Given passage:
• • • • • • •
LANL: CMRR Plutonium Facility Upgrades Receive Praise From NNSA, Project Called A Model For Other Labs

Pictured during a December 2019 official project walk down are, from left, David Eyler (at back), Triad Associate Lab Director, Weapons Production; Bob Raines, NNSA Associate Administrator for Acquisition and Project Management; Kathye Segala, Triad Associate Lab Director, Capital Projects; Everett Trollinger, Director LANL Project Management Office and David Dooley, Triad Chief Weapons Production Officer. Photo Courtesy LANL


The CMRR Plutonium Facility (PF-4) equipment installation, phase 1 work within the operating facility that was recently completed at Los Alamos National Laboratory received high marks from the National Nuclear Security Administration (NNSA). When the project team completed transition to operation scope and turned over the analytical chemistry equipment to the end-users in August 2020, they did so 10 months early and several million dollars under budget. For a federally funded project with a multi-million-dollar price tag – that’s a big deal.

Crew members set up new gloveboxes. Photo Courtesy LANL

“We demonstrated that we can execute line item projects safely, securely – and inside of PF-4 – and be successful,” said Area Project Manager Benjie Martinez. “This is a huge compliment to everyone who worked on the project.”

NNSA Associate Administrator for Acquisition and Project Management Bob Raines took note. During the recent project review of the completed work, Raines indicated that he will present it as the model for future line item projects and other national laboratories in the U.S. Department of Energy complex to follow.

The project work within PF-4 wrapped a year early and under budget. The key to coming in early and under budget for a project this big was multi-faceted. Eric Chavez, Project Manager, outlined several reasons why the project succeeded.

“Teamwork and communication were the biggest reasons we did so well,” Chavez explained. “Everyone across all of the project functions and facility operations worked together. And, we kept the same project leadership during the M&O [Management and Operating] contract transition, which also helped us stay consistent and on track.”

In addition to applying overall sound project management principles, some other important aspects came into play:

  • The project manager understood the PF-4 operations and limitations;
  • The project team engaged in very aggressive risk mitigation and management;
  • The facility users and the project owner representative were involved in the project every step of the way.

PEI1 X-Ray Diffractometers, completed in 2017, are used to examine plutonium in support of production and research. Photo Courtesy LANL

Now that the Plutonium Facility Equipment Installation-Phase 1 (PEI1) work within PF-4 is complete, some of the work that was conducted at the aged Chemistry and Metallurgy Research Facility (CMR) will transition to PF-4.

The Plutonium Facility is known for its nuclear material research that strengthens the Nation’s nuclear stockpile. The facility also supports NASA deep-space missions with reactor fuels and heat sources.

While the project scope within PF-4 is complete, ongoing PEI-1 infrastructure scope is wrapping up as well. The U.S. Army Corps of Engineers are finishing the construction of a warehouse and a TA-55 construction support building, with an estimated completion date of November 2020. Once these final project elements are completed, the project will request final project closeout from the NNSA administrator.
• • • • • • •
Work instructions:
1. In the plutonium facility article, what does the Plutonium Facility supply for NASA deep-space missions?
2. Please return, word for word, everything in the plutonium facility article from "The CMRR Plutonium" down to "a big deal.".

Supplied data:
• • • • • • •
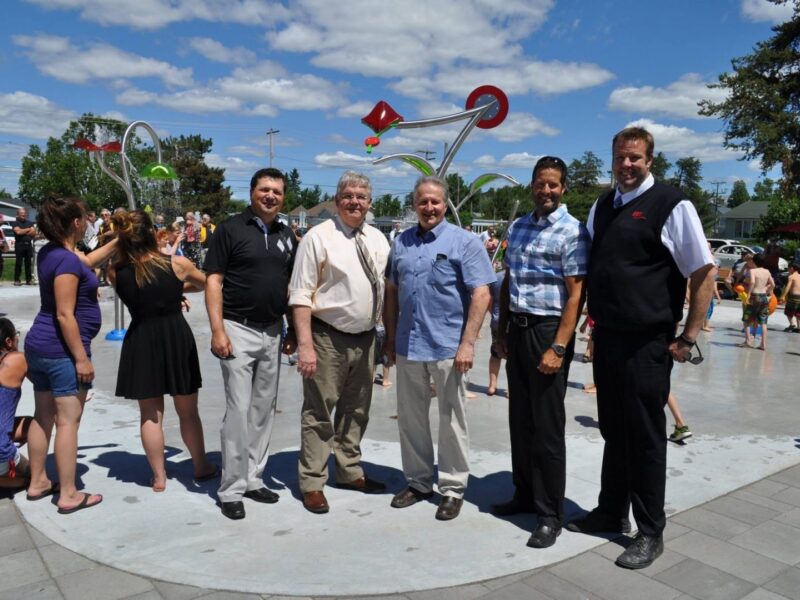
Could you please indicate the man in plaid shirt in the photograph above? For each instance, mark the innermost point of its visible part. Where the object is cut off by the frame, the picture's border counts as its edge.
(540, 301)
• • • • • • •
Outputs for the tasks:
1. Reactor fuels and heat sources.

2.
The CMRR Plutonium Facility (PF-4) equipment installation, phase 1 work within the operating facility that was recently completed at Los Alamos National Laboratory received high marks from the National Nuclear Security Administration (NNSA). When the project team completed transition to operation scope and turned over the analytical chemistry equipment to the end-users in August 2020, they did so 10 months early and several million dollars under budget. For a federally funded project with a multi-million-dollar price tag – that’s a big deal.